Odido 6.2 Million Customer Data Breach: Social Engineering Attack Penetrating CRM via Phishing and IT Support Impersonation

By PLURA

Dutch telecom operator Odido announced a customer personal data breach.
The incident reportedly began with phishing emails + IT support impersonation calls (vishing) that compromised employee accounts,
followed by mass queries and downloads from the customer contact/CRM system (scraping/collection).
(The threat actor has not been publicly confirmed; the comparison below focuses on tactical (TTP) similarities.)

Odido Data Breach Case


Key Summary

  • Official confirmation (ODIDO): Personal data may have been exposed from the customer contact system. ‘Mijn Odido’ login passwords were not included.
  • Reported details (Cybernews, etc.): Phishing targeting call center staff → approval induced via IT support impersonation calls → access to CRM (some media mention Salesforce) → mass downloads.
  • Why it appears large yet is detected late: When “normal functions (query/export)” are executed using legitimate accounts (Valid Accounts), logs may appear as routine business activity.
  • PLURA Perspective (Summary):
    • PLURA-EDR: Detects anomalies based on audit policy and can verify customer data files downloaded to endpoints (e.g., CSV/XLSX/ZIP) as evidence.
    • PLURA-WAF Data Exfiltration Detection: Real-time detection and blocking of large-scale data exfiltration through response body (Resp-body) and response size (Resp-size) analysis.

Facts Overview

✅ Publicly Disclosed by Odido

  • The incident is related to the customer contact system.
  • Potentially exposed data examples: name, address, mobile number, email, customer number, IBAN, date of birth, ID (passport/driver’s license) number and validity period.
  • Items stated as not included: ‘Mijn Odido’ password, call history, location data, billing/invoice information, ID scan copies.
  • A field called “password_c” may have been included in the breach; however, this refers not to a login password, but to a historical challenge word/code word (additional verification answer) used during phone inquiries and is separate from account access.

🟨 Reported Circumstances (Media/Analyst Estimates)

  • Attackers targeted call center/CS employees with phishing to steal login credentials.
  • They then impersonated IT staff by phone, inducing login approval and bypassing additional security steps.

■ ■ ■ ■ ■

Request: Copy the breach write-up from "Key Summary" through "Salesforce) → mass downloads.", swapping "CRM" for "customer database".

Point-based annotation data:

■ ■ ■ ■ ■

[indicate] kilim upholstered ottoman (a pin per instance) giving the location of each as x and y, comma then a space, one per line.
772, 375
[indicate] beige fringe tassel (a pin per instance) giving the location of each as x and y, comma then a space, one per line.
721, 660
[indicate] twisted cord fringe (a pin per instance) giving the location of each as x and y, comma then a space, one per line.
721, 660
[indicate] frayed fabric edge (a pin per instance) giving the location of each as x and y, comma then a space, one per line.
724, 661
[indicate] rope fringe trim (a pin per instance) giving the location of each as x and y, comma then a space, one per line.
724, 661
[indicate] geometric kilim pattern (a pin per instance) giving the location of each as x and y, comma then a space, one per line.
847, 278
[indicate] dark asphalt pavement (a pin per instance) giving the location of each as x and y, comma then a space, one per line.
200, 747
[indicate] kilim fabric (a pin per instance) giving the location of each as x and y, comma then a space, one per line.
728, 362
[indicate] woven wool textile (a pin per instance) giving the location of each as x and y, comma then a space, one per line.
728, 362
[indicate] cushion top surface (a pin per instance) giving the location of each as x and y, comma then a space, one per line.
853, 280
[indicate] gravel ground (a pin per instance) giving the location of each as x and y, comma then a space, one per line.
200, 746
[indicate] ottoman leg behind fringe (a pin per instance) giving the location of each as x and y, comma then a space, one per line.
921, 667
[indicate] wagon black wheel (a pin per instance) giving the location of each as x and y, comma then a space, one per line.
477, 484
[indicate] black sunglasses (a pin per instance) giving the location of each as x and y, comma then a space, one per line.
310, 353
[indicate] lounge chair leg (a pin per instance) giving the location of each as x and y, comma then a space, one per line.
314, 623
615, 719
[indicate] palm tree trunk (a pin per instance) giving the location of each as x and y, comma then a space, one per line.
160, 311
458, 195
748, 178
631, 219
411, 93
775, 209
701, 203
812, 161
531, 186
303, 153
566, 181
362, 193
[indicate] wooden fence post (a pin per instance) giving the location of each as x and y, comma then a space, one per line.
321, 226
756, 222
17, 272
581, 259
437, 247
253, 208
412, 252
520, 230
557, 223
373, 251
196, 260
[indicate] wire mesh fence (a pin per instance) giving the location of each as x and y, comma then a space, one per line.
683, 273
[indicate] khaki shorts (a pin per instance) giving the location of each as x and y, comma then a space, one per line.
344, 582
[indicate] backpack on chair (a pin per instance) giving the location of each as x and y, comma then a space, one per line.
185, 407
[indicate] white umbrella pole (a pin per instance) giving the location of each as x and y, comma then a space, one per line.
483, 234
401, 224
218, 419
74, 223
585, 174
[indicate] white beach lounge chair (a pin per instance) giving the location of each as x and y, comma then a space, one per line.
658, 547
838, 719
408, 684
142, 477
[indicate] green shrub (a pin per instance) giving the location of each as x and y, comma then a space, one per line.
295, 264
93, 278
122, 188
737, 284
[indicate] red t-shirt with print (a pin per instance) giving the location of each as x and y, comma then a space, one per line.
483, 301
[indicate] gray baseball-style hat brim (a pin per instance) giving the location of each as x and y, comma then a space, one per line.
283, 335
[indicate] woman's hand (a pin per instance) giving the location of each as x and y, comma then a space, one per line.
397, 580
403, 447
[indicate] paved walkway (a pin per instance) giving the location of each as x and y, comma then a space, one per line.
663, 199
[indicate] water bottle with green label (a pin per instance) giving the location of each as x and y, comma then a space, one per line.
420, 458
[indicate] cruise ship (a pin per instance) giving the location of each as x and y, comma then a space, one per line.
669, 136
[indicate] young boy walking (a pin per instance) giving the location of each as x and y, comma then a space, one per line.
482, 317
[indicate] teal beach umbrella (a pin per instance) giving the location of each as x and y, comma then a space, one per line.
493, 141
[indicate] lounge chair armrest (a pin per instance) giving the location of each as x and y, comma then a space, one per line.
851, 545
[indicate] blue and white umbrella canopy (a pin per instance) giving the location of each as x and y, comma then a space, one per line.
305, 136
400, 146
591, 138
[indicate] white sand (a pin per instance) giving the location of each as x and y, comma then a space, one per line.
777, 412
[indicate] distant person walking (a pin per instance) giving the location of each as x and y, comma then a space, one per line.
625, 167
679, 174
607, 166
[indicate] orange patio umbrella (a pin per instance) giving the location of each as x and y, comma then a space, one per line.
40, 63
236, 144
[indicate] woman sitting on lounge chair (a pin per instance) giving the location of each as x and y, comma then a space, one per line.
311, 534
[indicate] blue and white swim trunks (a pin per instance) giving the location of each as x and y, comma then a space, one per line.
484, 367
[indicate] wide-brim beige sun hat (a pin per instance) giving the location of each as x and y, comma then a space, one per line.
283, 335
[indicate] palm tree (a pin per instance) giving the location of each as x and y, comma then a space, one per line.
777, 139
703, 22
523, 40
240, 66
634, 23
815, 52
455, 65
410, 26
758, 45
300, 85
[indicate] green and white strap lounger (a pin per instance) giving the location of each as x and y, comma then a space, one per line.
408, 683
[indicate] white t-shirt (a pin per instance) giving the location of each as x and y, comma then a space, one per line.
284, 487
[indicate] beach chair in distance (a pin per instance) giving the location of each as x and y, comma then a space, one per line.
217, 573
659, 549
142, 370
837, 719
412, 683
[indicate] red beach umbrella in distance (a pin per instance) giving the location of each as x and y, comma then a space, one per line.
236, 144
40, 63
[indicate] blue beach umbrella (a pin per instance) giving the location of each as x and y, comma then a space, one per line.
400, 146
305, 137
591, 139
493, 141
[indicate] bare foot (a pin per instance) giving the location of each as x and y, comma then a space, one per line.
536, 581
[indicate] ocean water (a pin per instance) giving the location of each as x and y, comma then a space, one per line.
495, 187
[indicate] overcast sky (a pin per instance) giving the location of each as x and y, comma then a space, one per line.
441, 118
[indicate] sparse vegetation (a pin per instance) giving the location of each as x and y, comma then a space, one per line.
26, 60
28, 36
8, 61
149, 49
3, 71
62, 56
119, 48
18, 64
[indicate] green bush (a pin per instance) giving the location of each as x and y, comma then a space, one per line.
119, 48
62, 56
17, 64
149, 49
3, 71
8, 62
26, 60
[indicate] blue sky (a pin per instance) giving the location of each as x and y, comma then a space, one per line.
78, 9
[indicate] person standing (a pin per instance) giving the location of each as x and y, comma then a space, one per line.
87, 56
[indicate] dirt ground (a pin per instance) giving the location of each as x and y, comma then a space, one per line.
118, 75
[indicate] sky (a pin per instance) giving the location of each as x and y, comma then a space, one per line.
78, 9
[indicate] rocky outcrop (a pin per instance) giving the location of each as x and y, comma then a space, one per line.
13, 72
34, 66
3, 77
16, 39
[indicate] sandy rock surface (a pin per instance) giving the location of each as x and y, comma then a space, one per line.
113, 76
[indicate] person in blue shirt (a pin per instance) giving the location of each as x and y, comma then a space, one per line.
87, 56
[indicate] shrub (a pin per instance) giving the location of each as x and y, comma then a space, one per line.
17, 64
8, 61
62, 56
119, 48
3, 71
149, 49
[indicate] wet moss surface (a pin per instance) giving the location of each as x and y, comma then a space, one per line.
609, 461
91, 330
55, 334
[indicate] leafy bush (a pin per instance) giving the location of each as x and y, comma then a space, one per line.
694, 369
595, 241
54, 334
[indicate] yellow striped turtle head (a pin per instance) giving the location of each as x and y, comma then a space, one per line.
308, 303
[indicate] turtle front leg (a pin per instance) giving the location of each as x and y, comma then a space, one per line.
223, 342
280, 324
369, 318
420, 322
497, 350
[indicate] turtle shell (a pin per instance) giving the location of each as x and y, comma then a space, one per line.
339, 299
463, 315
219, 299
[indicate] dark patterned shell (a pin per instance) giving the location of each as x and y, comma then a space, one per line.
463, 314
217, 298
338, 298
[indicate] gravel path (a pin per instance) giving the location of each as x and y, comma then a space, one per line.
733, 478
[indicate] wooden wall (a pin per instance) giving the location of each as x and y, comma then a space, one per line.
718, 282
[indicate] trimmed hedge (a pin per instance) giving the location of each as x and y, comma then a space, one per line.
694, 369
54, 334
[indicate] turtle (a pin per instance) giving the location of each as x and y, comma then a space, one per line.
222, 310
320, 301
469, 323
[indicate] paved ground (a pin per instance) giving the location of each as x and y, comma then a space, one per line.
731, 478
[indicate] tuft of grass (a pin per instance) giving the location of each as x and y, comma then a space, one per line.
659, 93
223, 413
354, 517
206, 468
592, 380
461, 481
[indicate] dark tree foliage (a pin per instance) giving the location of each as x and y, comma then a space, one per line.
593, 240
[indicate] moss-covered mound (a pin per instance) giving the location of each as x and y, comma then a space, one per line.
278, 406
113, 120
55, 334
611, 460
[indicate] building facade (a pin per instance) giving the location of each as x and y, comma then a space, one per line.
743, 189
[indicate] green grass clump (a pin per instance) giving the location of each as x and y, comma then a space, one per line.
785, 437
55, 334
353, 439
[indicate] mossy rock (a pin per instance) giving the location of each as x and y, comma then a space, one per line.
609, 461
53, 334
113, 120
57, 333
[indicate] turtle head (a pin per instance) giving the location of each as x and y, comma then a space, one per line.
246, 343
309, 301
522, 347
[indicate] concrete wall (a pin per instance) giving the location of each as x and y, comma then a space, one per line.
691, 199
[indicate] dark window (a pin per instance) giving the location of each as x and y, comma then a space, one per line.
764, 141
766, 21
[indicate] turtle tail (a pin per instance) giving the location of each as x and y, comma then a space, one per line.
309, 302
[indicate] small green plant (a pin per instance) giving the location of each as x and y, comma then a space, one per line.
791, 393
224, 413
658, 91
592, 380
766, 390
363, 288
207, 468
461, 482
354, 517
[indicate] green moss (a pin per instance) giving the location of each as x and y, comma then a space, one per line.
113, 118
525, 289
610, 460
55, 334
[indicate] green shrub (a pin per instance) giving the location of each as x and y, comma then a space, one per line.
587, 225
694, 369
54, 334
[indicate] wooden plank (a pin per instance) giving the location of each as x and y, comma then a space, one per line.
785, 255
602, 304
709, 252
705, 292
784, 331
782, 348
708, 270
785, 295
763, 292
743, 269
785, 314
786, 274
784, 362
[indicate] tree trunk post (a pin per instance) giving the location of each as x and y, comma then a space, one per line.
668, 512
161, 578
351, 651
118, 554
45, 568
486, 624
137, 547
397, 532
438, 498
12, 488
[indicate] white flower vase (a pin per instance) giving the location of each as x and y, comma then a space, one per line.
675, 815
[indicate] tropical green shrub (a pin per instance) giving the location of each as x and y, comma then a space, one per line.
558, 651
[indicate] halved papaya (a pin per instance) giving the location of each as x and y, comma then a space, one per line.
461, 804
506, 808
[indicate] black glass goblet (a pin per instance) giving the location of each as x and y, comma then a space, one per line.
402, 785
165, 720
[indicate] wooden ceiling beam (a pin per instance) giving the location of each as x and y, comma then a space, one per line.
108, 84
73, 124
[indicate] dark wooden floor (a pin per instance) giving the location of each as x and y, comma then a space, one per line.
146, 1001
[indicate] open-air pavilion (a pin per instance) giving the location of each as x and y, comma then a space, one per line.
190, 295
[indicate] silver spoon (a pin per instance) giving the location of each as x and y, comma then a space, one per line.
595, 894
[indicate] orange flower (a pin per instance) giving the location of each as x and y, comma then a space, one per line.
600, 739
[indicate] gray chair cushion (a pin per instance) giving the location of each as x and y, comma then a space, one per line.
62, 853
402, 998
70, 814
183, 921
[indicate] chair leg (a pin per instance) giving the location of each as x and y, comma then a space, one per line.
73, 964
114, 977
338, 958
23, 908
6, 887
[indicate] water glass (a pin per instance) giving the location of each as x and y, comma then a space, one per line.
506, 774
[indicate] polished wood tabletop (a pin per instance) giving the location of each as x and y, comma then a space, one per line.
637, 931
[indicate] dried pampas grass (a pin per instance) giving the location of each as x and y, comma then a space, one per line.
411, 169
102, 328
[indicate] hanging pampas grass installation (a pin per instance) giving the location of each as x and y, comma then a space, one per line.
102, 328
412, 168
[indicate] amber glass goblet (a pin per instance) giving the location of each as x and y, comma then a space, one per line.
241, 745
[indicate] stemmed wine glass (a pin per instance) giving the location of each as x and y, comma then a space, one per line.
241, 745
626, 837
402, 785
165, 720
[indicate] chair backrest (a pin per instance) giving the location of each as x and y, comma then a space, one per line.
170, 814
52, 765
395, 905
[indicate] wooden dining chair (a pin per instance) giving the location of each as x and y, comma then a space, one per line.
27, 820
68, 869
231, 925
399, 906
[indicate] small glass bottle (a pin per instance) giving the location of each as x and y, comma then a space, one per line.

■ ■ ■ ■ ■

Output for this exercise:
Key Summary

  • Official confirmation (ODIDO): Personal data may have been exposed from the customer contact system. ‘Mijn Odido’ login passwords were not included.
  • Reported details (Cybernews, etc.): Phishing targeting call center staff → approval induced via IT support impersonation calls → access to customer database (some media mention Salesforce) → mass downloads.